*Exercise inputs*:
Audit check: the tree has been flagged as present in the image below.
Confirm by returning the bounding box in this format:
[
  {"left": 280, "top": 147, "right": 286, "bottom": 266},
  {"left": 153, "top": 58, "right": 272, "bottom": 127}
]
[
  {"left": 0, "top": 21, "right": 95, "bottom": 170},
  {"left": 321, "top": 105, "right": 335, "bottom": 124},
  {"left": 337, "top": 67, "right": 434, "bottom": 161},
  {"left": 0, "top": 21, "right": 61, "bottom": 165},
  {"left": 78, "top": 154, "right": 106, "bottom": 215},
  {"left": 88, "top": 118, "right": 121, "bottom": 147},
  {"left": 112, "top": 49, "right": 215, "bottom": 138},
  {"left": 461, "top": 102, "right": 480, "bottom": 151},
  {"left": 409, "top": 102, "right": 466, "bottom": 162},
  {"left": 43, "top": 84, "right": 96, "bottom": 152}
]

*Instruction*: Print all of the rows above again, character for character.

*Task result*:
Audit check: the tree has been flagged as present in the image below.
Confirm by returning the bounding box in this format:
[
  {"left": 280, "top": 147, "right": 286, "bottom": 266},
  {"left": 153, "top": 58, "right": 272, "bottom": 127}
]
[
  {"left": 0, "top": 21, "right": 95, "bottom": 170},
  {"left": 321, "top": 105, "right": 335, "bottom": 124},
  {"left": 337, "top": 67, "right": 434, "bottom": 161},
  {"left": 0, "top": 21, "right": 61, "bottom": 165},
  {"left": 78, "top": 154, "right": 106, "bottom": 215},
  {"left": 88, "top": 118, "right": 121, "bottom": 147},
  {"left": 112, "top": 49, "right": 215, "bottom": 138},
  {"left": 461, "top": 102, "right": 480, "bottom": 151},
  {"left": 409, "top": 102, "right": 466, "bottom": 162},
  {"left": 43, "top": 84, "right": 96, "bottom": 152}
]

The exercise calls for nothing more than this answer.